» FRAGMENTO PROPORCIONADO:
A veces parece que la principal misión de nuestras viejas colonias americanas consista en levantarnos la moral a los habitantes de su antigua metrópolis. Tal como está el patio por allí, pensamos, por mal que nos vaya a nosotros (que nos va), nunca estaremos tan mal como ellos. Ese pensamiento me baila frecuentemente por la cabeza: la última vez, con la toma de posesión como presidente del Perú de Pedro Castillo, alguien que, a simple vista, parece otro demagogo a lo Evo Morales, aunque hay que reconocer que luce un sombrero muy vistoso. La alternativa, por llamarla de alguna manera, era Keiko Fujimori, la hija del político más canalla y corrupto en la historia reciente del país. Esos dos fenómenos eran todo lo que había podido encontrar la clase política peruana para ofrecer a los electores, y aunque se parece mucho a lo que nos vamos a encontrar los barceloneses cuando nos toque elegir entre Ada Colau y el Tete Maragall (dos maneras distintas de acabar de suicidarnos como ciudad), el ámbito de influencia de los interfectos es considerablemente más amplio.

» REGISTROS LISTADOS:
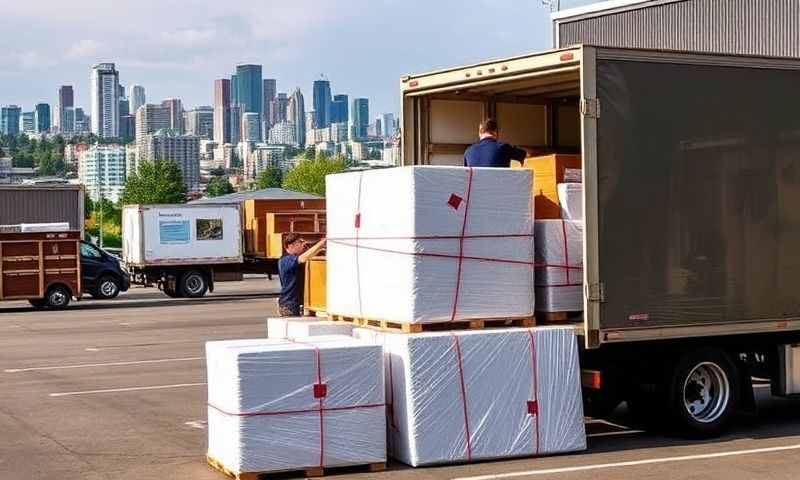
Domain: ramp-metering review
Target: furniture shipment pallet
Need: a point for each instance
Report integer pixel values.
(309, 472)
(544, 318)
(391, 326)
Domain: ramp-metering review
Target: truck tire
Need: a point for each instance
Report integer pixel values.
(703, 391)
(193, 284)
(57, 297)
(107, 288)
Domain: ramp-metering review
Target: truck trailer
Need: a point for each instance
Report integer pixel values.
(691, 174)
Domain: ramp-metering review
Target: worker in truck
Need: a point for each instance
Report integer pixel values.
(490, 152)
(290, 269)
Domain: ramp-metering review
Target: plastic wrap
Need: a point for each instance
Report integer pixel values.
(570, 197)
(279, 405)
(430, 244)
(559, 271)
(299, 327)
(481, 394)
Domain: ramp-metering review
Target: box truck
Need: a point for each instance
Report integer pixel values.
(691, 174)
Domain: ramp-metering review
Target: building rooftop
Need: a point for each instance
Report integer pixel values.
(264, 194)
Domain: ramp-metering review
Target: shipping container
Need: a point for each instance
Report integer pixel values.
(691, 167)
(42, 204)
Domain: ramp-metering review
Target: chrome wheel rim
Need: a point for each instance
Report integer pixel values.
(108, 288)
(194, 284)
(706, 392)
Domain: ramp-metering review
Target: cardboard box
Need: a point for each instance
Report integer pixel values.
(548, 172)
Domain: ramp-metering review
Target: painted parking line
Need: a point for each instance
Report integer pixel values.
(633, 463)
(110, 364)
(126, 389)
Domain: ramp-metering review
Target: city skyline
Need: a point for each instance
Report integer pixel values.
(184, 59)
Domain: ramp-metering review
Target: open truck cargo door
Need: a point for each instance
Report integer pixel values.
(544, 102)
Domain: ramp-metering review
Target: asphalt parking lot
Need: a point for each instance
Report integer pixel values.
(116, 390)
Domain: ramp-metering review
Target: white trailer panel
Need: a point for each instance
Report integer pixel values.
(181, 234)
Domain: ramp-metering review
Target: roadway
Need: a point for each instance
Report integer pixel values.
(116, 390)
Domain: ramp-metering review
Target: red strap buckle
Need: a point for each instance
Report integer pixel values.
(455, 201)
(320, 390)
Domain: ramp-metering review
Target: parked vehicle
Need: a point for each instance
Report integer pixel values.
(42, 267)
(102, 274)
(690, 176)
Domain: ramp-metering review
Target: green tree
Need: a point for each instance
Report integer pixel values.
(218, 186)
(155, 182)
(270, 177)
(309, 175)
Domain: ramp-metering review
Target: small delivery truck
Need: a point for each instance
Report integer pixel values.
(691, 180)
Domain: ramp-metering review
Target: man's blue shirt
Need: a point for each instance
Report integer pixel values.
(491, 153)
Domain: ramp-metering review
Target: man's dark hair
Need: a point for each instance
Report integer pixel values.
(489, 126)
(290, 238)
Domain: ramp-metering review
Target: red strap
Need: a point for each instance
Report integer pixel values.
(461, 244)
(320, 391)
(533, 405)
(566, 248)
(463, 397)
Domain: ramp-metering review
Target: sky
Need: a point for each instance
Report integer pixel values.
(176, 48)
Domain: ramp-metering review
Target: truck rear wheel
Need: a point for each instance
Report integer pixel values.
(193, 284)
(703, 393)
(57, 297)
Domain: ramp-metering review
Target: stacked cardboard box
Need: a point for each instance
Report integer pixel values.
(279, 405)
(430, 244)
(482, 394)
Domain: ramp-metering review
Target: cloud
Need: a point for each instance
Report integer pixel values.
(83, 49)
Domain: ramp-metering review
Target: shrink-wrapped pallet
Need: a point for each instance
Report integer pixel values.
(481, 394)
(280, 405)
(299, 327)
(430, 244)
(570, 197)
(559, 270)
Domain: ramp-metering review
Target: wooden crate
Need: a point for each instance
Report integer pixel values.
(548, 172)
(308, 472)
(309, 224)
(254, 218)
(314, 288)
(401, 327)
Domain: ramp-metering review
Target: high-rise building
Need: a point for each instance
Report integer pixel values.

» ACTIVIDADES PROPUESTAS:
[A] Según el fragmento, ¿quién era la alternativa a Pedro Castillo en la elección presidencial del Perú?
[B] Explica por qué, de acuerdo con el fragmento, las viejas colonias americanas parecen servir para levantar la moral a los habitantes de su antigua metrópolis.
[C] Prosigue el fragmento sobre la elección presidencial en el Perú a partir de su última oración.

» RESPUESTAS:
[A] Keiko Fujimori, hija del político más canalla y corrupto en la historia reciente del país.

[B] Porque, al ver cómo está la situación allí, esos habitantes piensan que, por mal que les vaya a ellos, nunca estarán tan mal como los de las antiguas colonias.

[C]
Se supone que el señor Castillo es de izquierdas pero, como dijo hace unos días el escritor Santiago Roncagliolo en TV3, de las izquierdas de 1920, a más tirar. Meapilas y homófobo, ha recurrido al indigenismo y a la pobreza de muchos de sus compatriotas para dotarse de subtexto y, como era de prever, no ha podido evitar echarnos la culpa a los españoles de todo lo malo acaecido en su país desde finales del siglo XV, truco al que también suelen recurrir otros ineptos sudamericanos, como el mexicano López Obrador, que se pasa la vida pidiéndonos que nos disculpemos por lo que SUS antepasados les hicieron a los indios (los míos se quedaron en el terruño y los primeros indios que vieron fue en las películas del oeste hechas en Hollywood). Según Castillo, AMLO y demás titanes de la política sudamericana, antes de la llegada de los españoles había unas civilizaciones milenarias que funcionaban cual relojes suizos, aunque todo el mundo sabe que, como en el resto del planeta, los nativos americanos se mataban entre ellos que daba gusto verlos, realizaban sacrificios humanos y rendían pleitesía a dioses aún más absurdos que el nuestro. Pero, ya se sabe, en caso de duda, ataca a los españoles, que siempre habrá algún progresista voluntariamente analfabeto que se apuntará a la teoría, incluso dentro de España, donde los independentistas vascos y catalanes aplaudirán con las orejas cualquier ofensa a la madre patria, sobre todo si el rey está delante, como ha sido el caso con la toma de posesión del tío del sombrero.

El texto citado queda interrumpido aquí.